*** Supplied passage

From what we discussed so far, we can identify that the API-driven layered architecture is a great foundation to build an effective integration platform. At the same time, if your organization is moving towards the more cutting-edge technologies like container platforms and cloud-native, that architecture needs to be flexible enough to let those capabilities into the platform. As an example, if most of the existing components are going to be deployed in containers, your integration platform should be able to deploy in containers and complement other components. If those components are deployed in a microservices type of architecture with each service having its own API gateways, that sort of architecture should be supported by the integration platform. Let’s discuss how to build a modern cloud-native architecture with an extension to the layered architecture we discussed before.

Understanding the modern IT requirements

Enterprise Application Integration (EAI) is a complex problem to solve and different software vendors have come up with different software products like ESB, Application Server, Message Broker, API Gateways, Load Balancers, Proxy Servers, and many other forms. These products have evolved from monolithic, heavyweight, high-performing runtimes to lean, modularized, micro-runtimes. Microservices Architecture (MSA) is having a major impact on the way architects design their enterprise software systems. The requirements which were there 10 years ago have been drastically changed due to modern advancements of MSA, Containers, DevOps, Agility and mainly due to crazy customer demands.

Let’s start with an understanding of the challenges with a traditional ESB/Message Broker style integration solution first.

  • Hard to scale — If you want to support an increased load during the release of a new product/service or during a festive season, setting up a new instance of an existing service needs to deploy an entire instance of the server and also requires shutting down of the existing system and restart along with the new instance.
  • Hard to manage — Deploying a new service, updating the operating systems, libraries, and other runtime components, applying updates, finding the root cause of an issue sort of management activities are time-consuming and depend on multiple CoE teams which creates a lot of friction
  • Hard to innovate — Because of the separation of teams (CoE) and time it takes to execute certain activities and the lack of automation makes it harder to innovate at a rate where competitors are going. The legacy message formats and protocols supported by the system makes it harder to provide new forms of experiences (e.g. mobile) to the customers
  • Resource under-utilization — Since the deployments are done on physical or virtual resources that were designed to cater to the peak loads, there is a significant underutilization of the resources during the normal operation.

******

(Brief 1) In the integration architecture text, why are resources under-utilized during normal operation in traditional ESB or message broker deployments?

*** Records to process

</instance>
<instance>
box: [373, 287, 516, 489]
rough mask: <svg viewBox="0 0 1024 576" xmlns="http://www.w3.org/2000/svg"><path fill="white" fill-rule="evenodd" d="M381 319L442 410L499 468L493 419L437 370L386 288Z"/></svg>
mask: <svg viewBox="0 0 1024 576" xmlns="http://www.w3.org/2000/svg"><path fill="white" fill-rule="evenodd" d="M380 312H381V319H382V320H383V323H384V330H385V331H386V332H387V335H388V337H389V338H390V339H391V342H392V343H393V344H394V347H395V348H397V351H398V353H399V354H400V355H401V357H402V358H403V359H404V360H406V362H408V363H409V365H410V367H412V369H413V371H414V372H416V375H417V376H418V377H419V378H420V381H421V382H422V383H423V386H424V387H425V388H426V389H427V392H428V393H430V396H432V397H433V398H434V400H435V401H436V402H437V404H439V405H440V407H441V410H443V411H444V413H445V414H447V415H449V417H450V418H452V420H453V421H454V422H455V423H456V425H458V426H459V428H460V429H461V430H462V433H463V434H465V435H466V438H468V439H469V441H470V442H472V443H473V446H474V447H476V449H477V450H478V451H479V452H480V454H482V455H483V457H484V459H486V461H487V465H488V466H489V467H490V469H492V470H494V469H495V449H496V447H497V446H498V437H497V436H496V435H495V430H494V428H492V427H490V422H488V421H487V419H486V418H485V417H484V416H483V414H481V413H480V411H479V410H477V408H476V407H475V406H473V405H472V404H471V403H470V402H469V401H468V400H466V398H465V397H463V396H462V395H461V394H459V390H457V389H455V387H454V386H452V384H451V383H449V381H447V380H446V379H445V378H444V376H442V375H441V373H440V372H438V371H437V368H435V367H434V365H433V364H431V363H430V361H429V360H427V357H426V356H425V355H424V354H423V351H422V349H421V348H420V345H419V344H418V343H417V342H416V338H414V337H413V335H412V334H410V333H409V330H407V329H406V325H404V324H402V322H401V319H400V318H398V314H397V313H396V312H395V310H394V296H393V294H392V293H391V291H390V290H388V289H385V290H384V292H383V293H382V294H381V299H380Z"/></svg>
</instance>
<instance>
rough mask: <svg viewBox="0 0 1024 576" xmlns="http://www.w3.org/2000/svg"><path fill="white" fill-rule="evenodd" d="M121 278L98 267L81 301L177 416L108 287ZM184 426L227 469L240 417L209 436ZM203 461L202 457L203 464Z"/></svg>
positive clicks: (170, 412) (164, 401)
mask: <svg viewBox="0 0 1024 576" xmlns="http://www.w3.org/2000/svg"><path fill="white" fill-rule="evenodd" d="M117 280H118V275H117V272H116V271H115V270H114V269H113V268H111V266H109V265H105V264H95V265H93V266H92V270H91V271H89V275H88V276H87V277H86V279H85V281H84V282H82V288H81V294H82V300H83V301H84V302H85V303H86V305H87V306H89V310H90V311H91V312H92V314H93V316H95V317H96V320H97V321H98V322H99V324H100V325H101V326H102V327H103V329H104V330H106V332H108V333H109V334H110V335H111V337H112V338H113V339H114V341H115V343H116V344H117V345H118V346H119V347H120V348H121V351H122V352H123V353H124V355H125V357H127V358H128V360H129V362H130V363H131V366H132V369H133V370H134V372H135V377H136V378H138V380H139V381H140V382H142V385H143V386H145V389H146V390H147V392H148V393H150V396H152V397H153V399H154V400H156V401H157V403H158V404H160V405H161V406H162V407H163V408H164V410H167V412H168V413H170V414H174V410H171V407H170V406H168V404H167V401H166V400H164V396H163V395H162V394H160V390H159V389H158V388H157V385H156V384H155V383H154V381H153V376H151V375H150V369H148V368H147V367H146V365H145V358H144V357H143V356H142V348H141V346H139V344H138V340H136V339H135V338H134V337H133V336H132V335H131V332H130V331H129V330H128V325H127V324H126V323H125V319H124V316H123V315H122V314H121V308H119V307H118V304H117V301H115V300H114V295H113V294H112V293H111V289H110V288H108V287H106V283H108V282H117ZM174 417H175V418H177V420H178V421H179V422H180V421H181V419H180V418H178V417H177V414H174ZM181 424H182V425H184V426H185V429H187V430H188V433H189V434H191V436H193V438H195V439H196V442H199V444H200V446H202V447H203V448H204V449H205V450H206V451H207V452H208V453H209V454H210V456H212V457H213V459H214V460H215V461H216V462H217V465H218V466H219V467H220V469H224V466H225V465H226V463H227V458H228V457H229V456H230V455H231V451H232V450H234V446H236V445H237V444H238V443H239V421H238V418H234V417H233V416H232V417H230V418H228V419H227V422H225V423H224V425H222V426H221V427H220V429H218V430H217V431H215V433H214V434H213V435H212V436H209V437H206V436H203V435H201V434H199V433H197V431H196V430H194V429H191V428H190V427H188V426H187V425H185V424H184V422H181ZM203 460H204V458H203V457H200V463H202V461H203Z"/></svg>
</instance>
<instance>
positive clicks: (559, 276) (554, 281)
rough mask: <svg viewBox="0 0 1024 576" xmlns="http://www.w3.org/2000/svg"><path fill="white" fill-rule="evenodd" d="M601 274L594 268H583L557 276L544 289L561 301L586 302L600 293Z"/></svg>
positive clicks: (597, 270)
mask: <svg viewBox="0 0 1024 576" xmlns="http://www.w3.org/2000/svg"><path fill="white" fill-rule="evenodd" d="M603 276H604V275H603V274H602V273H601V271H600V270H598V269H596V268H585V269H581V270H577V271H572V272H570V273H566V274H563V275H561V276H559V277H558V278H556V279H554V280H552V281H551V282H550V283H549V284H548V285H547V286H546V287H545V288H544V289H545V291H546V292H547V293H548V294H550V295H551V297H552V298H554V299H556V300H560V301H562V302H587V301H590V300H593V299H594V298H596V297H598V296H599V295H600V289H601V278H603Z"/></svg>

******

(Brief 2) Give the records from their first line through the line containing "319L442 410L499 468L493" as a Markdown table with the columns Row and Line, omitting blank lines.

(Answer space 1) The deployments run on physical or virtual resources that were designed to cater to peak loads.

(Answer space 2)
| Row | Line |
|---|---|
| 1 | </instance> |
| 2 | <instance> |
| 3 | box: [373, 287, 516, 489] |
| 4 | rough mask: <svg viewBox="0 0 1024 576" xmlns="http://www.w3.org/2000/svg"><path fill="white" fill-rule="evenodd" d="M381 319L442 410L499 468L493 419L437 370L386 288Z"/></svg> |